Data extracts:
● ● ●

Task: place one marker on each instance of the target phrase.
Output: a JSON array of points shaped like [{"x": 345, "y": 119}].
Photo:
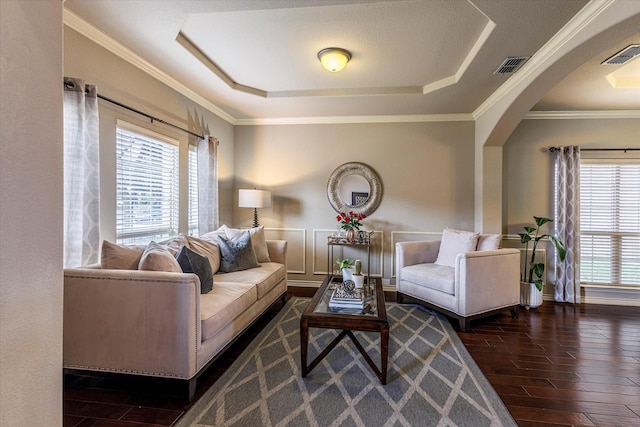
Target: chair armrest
[
  {"x": 131, "y": 321},
  {"x": 411, "y": 253},
  {"x": 277, "y": 251},
  {"x": 487, "y": 280}
]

● ● ●

Goal of the exercise: Word for word, reproduce all of the entries above and omit the pictures.

Output of the task:
Task: place one marker on each instance of the target phrase.
Output: a JSON array of points shaped like [{"x": 345, "y": 119}].
Photo:
Target: chair armrest
[
  {"x": 131, "y": 321},
  {"x": 411, "y": 253},
  {"x": 277, "y": 251},
  {"x": 487, "y": 280}
]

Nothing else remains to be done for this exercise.